Requirement 1:
Reproduce the excerpt below on benchmarking static file requests word for word, in full.

-------- Excerpt to read --------

We benchmarked two different types of static resource requests: small text files and 9k image files. For both of these types of benchmark tests, we set the server to be able to handle at least 150 concurrent client connections, and set the benchmark client to open no more than 149 concurrent connections so that it never attempted to use more concurrency than the server was configured to handle. We set the benchmark client to use HTTP keep-alive connections for all tests.
For the small text files benchmark, we're testing the server's ability to read the HTTP request and write the HTTP response where the response body is very small. This mainly tests the server's ability to respond fast while handling many requests concurrently. We set the benchmark client to request the file 100,000 times, with a possible maximum of 149 concurrent connections. This is how we created the text file:
echo 'Hello world.' > test.html
We copied this file into Tomcat's
ROOT webapp and
also into Apache httpd's document root directory.
Here is the ab command line showing the arguments we used for the small text file benchmark tests:
ab -k -n 100000 -c 149 http://192.168.1.2/test.html
We changed the requested URL appropriately for each test so that it made requests that would benchmark the server we intended to test each time.
For the 9k image files benchmark, we're testing the server's ability to serve a larger amount of data in the response body to many clients concurrently. We set the benchmark client to request the file 20,000 times, with a possible maximum of 149 concurrent connections. We specified a lower total number of requests for this test because the size of the data was larger, so we adjusted the number of requests down to compensate somewhat, but still left it high to place a significant load on the server. This is how we created the image file:
dd if=a-larger-image.jpg of=9k.jpg bs=1 count=9126
We chose a size of 9k because if we went much higher, both Tomcat and Apache
httpd would easily saturate our gigabit ethernet link between the
client machine and the server machine. Again, we copied this file into Tomcat's
ROOT webapp and also into Apache
httpd's document root directory.

-------- Raw records --------

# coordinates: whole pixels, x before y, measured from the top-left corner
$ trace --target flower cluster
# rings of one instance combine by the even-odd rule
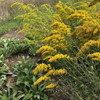
[[[48,68],[49,67],[49,68]],[[37,74],[38,72],[41,72],[41,71],[48,71],[44,76],[41,76],[36,82],[34,82],[34,85],[37,85],[39,83],[41,83],[42,81],[50,81],[50,82],[53,82],[54,79],[51,78],[51,76],[55,76],[55,75],[61,75],[61,74],[66,74],[67,71],[66,69],[51,69],[51,66],[48,64],[40,64],[38,65],[34,70],[33,70],[33,73],[34,74]],[[54,83],[51,83],[50,85],[47,85],[46,88],[53,88],[55,87],[56,84]]]
[[[56,52],[57,50],[53,47],[45,45],[42,46],[39,50],[37,50],[36,53],[42,53],[42,55],[54,55]]]
[[[41,5],[40,8],[34,4],[23,4],[16,2],[11,7],[18,6],[18,9],[23,13],[16,18],[23,19],[25,24],[23,29],[18,33],[24,33],[27,37],[24,39],[29,45],[35,48],[40,46],[40,41],[44,39],[48,33],[49,25],[53,22],[54,10],[49,4]]]
[[[88,57],[92,57],[92,60],[100,61],[100,52],[95,52],[93,54],[88,54]]]
[[[50,64],[46,65],[45,63],[42,63],[40,65],[38,65],[34,70],[33,70],[33,73],[34,74],[37,74],[38,72],[46,72],[47,70],[50,70],[51,69],[51,66]]]
[[[100,33],[100,24],[96,20],[85,21],[83,26],[75,27],[74,35],[80,40],[81,43],[85,43],[89,40],[98,39]]]
[[[78,59],[79,57],[81,57],[83,55],[83,53],[86,51],[86,50],[89,50],[90,47],[92,46],[97,46],[97,47],[100,47],[100,39],[98,40],[90,40],[88,42],[86,42],[82,47],[81,49],[79,50],[79,52],[77,53],[76,55],[76,59]]]
[[[57,3],[56,9],[57,9],[58,14],[61,16],[61,18],[65,20],[68,15],[74,12],[72,8],[68,7],[66,4],[63,4],[61,1]]]
[[[51,57],[48,61],[49,62],[53,62],[53,61],[56,62],[58,59],[62,59],[62,58],[71,59],[72,60],[72,58],[70,58],[70,56],[63,55],[63,54],[57,54],[57,55]]]

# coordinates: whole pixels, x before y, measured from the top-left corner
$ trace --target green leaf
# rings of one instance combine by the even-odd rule
[[[44,99],[43,100],[48,100],[48,96],[44,94]]]

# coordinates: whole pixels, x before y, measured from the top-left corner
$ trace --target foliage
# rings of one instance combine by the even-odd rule
[[[98,17],[91,16],[91,11],[96,10],[94,8],[92,10],[90,8],[87,9],[88,10],[86,11],[86,9],[83,10],[83,8],[81,7],[71,8],[68,7],[67,4],[63,4],[59,1],[59,3],[56,5],[58,14],[54,15],[55,21],[53,22],[53,24],[51,24],[51,32],[49,33],[48,37],[41,41],[44,43],[44,46],[39,48],[39,50],[37,51],[37,53],[42,54],[43,60],[46,60],[46,63],[49,63],[50,65],[45,65],[42,63],[37,66],[35,70],[42,72],[47,72],[49,70],[48,73],[50,73],[50,75],[52,75],[51,73],[55,75],[55,72],[53,72],[53,70],[51,71],[52,68],[54,69],[54,71],[61,70],[58,68],[64,68],[64,70],[68,70],[67,76],[63,76],[63,80],[61,78],[61,81],[66,89],[69,87],[70,88],[66,92],[64,92],[63,90],[62,93],[66,94],[72,100],[91,100],[92,98],[99,99],[98,93],[100,91],[98,88],[100,87],[98,86],[100,85],[100,74],[98,66],[100,62],[94,62],[93,60],[87,58],[84,51],[90,49],[92,45],[97,46],[98,48],[95,48],[94,51],[89,51],[89,53],[93,53],[96,51],[98,52],[88,56],[96,56],[97,58],[93,59],[99,59],[99,56],[97,56],[97,54],[100,50],[100,23],[98,21]],[[79,41],[79,43],[76,44],[76,48],[73,48],[75,47],[75,45],[73,45],[73,42],[76,43],[76,41]],[[83,47],[81,48],[81,46]],[[73,48],[73,51],[77,49],[77,52],[79,48],[81,48],[77,55],[82,56],[82,54],[84,53],[84,56],[77,60],[74,59],[74,56],[74,58],[72,59],[67,55],[75,54],[71,54],[71,48]],[[49,68],[48,66],[51,67]],[[33,73],[35,73],[35,70],[33,71]],[[49,80],[52,82],[51,77],[48,77],[46,75],[48,74],[45,73],[45,75],[40,77],[34,84],[37,85],[43,80]],[[61,82],[58,82],[58,84],[59,83]],[[53,88],[54,86],[55,85],[53,84],[51,88]]]
[[[17,5],[23,14],[16,18],[22,18],[25,24],[22,32],[26,35],[26,41],[33,48],[41,46],[40,41],[45,38],[50,30],[49,25],[53,22],[53,8],[49,4],[41,5],[40,8],[33,4],[24,5],[23,3],[16,2],[11,7]],[[15,19],[16,19],[15,18]]]
[[[36,66],[34,60],[29,59],[29,57],[25,60],[24,56],[22,57],[22,61],[12,66],[17,91],[20,91],[18,95],[20,97],[19,100],[45,100],[45,84],[33,85],[37,79],[37,76],[32,73],[34,66]]]
[[[8,57],[11,54],[16,54],[19,52],[23,52],[28,49],[27,43],[20,41],[19,39],[0,39],[0,55],[4,55],[4,57]]]

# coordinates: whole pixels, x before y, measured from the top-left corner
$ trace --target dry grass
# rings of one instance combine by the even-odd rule
[[[54,4],[57,1],[58,0],[0,0],[0,19],[10,16],[9,9],[14,2],[22,2],[25,4],[33,3],[36,6],[39,6],[45,3]]]

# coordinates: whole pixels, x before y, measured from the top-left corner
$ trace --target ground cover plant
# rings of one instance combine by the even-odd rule
[[[11,53],[28,47],[31,55],[39,55],[40,61],[22,57],[9,72],[5,64],[7,54],[1,54],[0,87],[6,80],[4,73],[15,79],[15,85],[4,85],[0,98],[99,100],[100,4],[91,0],[62,0],[55,7],[19,2],[12,7],[15,5],[23,11],[16,18],[21,17],[25,23],[19,33],[23,32],[26,39],[23,42],[13,40],[13,43],[12,40],[1,40],[4,42],[1,47],[7,47]]]

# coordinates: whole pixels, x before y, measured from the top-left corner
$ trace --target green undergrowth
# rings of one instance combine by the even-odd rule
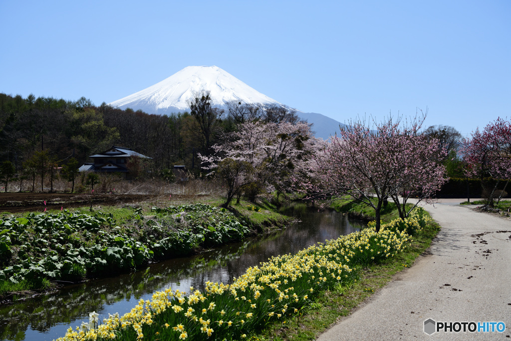
[[[377,203],[376,199],[374,199],[375,203]],[[350,216],[358,219],[361,219],[366,221],[374,220],[375,217],[375,210],[372,207],[361,202],[357,202],[348,200],[346,198],[339,198],[335,199],[331,204],[330,207],[336,211],[348,214]],[[407,204],[408,210],[411,208]],[[390,201],[386,204],[384,204],[380,211],[381,223],[386,224],[392,220],[399,218],[399,212],[396,203]]]
[[[103,208],[0,217],[0,298],[50,281],[76,282],[141,268],[239,241],[286,221],[271,207],[244,202],[230,210],[203,203]]]
[[[426,213],[429,216],[429,214]],[[252,341],[314,340],[340,319],[352,313],[361,303],[392,281],[396,274],[409,267],[424,256],[440,231],[429,222],[413,237],[409,246],[385,261],[357,268],[358,277],[346,285],[337,285],[319,295],[302,308],[297,315],[270,324],[260,333],[251,335]]]
[[[382,226],[378,233],[366,229],[294,255],[271,257],[247,269],[231,284],[206,282],[203,292],[193,288],[188,293],[166,289],[153,293],[151,301],[141,300],[123,316],[100,319],[91,313],[88,324],[69,328],[58,339],[86,340],[97,336],[98,340],[189,337],[225,341],[244,339],[247,334],[258,339],[267,334],[251,334],[268,326],[277,326],[268,334],[273,335],[283,326],[288,328],[287,323],[305,316],[304,309],[320,308],[326,292],[347,292],[345,288],[355,287],[366,268],[398,257],[411,242],[411,236],[405,231],[424,233],[429,219],[422,210],[412,213],[406,226],[400,220]],[[365,291],[373,290],[366,288]]]

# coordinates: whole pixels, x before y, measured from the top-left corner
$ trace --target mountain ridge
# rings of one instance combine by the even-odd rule
[[[251,87],[216,66],[187,66],[143,90],[108,103],[120,109],[130,108],[148,113],[169,115],[188,111],[188,101],[195,93],[210,92],[212,104],[225,108],[227,102],[261,104],[291,108]],[[340,122],[327,116],[297,110],[303,120],[313,123],[317,137],[328,139],[338,129]],[[333,129],[333,128],[334,129]]]

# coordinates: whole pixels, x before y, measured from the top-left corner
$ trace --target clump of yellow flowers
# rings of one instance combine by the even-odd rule
[[[404,221],[343,236],[295,255],[272,257],[250,267],[231,284],[206,282],[204,292],[166,289],[141,300],[122,316],[110,315],[69,328],[58,341],[82,340],[236,340],[269,321],[296,314],[315,295],[352,281],[352,268],[392,257],[403,249],[408,231],[420,231],[427,217],[419,208]],[[369,224],[369,227],[374,225]]]

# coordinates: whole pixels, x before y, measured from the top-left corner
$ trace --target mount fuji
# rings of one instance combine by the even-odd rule
[[[129,96],[108,103],[120,109],[130,108],[148,113],[169,115],[189,109],[188,101],[193,94],[210,92],[214,106],[225,107],[235,101],[290,107],[261,94],[217,66],[188,66],[168,78]],[[338,130],[339,122],[320,113],[303,112],[298,116],[313,123],[317,137],[328,139]]]

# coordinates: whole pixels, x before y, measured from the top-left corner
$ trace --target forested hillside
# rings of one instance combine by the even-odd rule
[[[10,161],[19,171],[34,154],[47,151],[58,166],[72,157],[81,165],[91,161],[89,155],[115,145],[152,157],[153,174],[176,164],[198,170],[198,153],[207,155],[237,123],[297,120],[295,112],[282,108],[231,103],[225,112],[208,107],[207,126],[201,126],[196,117],[202,115],[204,104],[196,103],[194,115],[160,116],[104,102],[97,106],[84,97],[73,101],[0,93],[0,163]]]

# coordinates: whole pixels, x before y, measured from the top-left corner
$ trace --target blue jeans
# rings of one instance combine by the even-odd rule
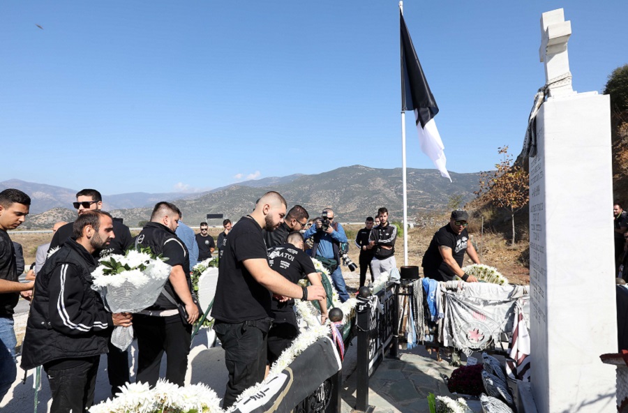
[[[0,402],[17,377],[13,317],[0,317]]]
[[[341,303],[349,299],[349,293],[347,292],[347,285],[345,284],[345,278],[343,278],[343,270],[338,265],[331,273],[331,282],[338,291],[338,296]]]

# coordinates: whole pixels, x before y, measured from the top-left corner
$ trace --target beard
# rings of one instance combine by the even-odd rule
[[[103,240],[100,237],[100,234],[96,232],[91,237],[91,239],[89,240],[89,244],[94,250],[100,251],[109,244],[109,239]]]
[[[267,231],[274,231],[275,228],[278,227],[278,225],[275,225],[273,223],[273,218],[270,215],[267,215],[264,217],[264,220],[266,222],[266,226],[264,227]]]

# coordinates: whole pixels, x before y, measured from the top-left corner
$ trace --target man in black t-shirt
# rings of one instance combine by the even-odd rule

--------

Requirement 2:
From the records above, pull out each line that contains the string "green".

Complete answer 1:
We benchmarked two different types of static resource requests: small text files and 9k image files. For both of these types of benchmark tests, we set the server to be able to handle at least 150 concurrent client connections, and set the benchmark client to open no more than 149 concurrent connections so that it never attempted to use more concurrency than the server was configured to handle. We set the benchmark client to use HTTP keep-alive connections for all tests.
For the small text files benchmark, we're testing the server's ability to read the HTTP request and write the HTTP response where the response body is very small. This mainly tests the server's ability to respond fast while handling many requests concurrently. We set the benchmark client to request the file 100,000 times, with a possible maximum of 149 concurrent connections. This is how we created the text file:
echo 'Hello world.' > test.html
We copied this file into Tomcat's
ROOT webapp and
also into Apache httpd's document root directory.
Here is the ab command line showing the arguments we used for the small text file benchmark tests:
ab -k -n 100000 -c 149 http://192.168.1.2/test.html
We changed the requested URL appropriately for each test so that it made requests that would benchmark the server we intended to test each time.
For the 9k image files benchmark, we're testing the server's ability to serve a larger amount of data in the response body to many clients concurrently. We set the benchmark client to request the file 20,000 times, with a possible maximum of 149 concurrent connections. We specified a lower total number of requests for this test because the size of the data was larger, so we adjusted the number of requests down to compensate somewhat, but still left it high to place a significant load on the server. This is how we created the image file:
dd if=a-larger-image.jpg of=9k.jpg bs=1 count=9126
We chose a size of 9k because if we went much higher, both Tomcat and Apache
httpd would easily saturate our gigabit ethernet link between the
client machine and the server machine. Again, we copied this file into Tomcat's
ROOT webapp and also into Apache
httpd's document root directory.

Complete answer 2:
$ trace --target green leaf
$ trace --target green undergrowth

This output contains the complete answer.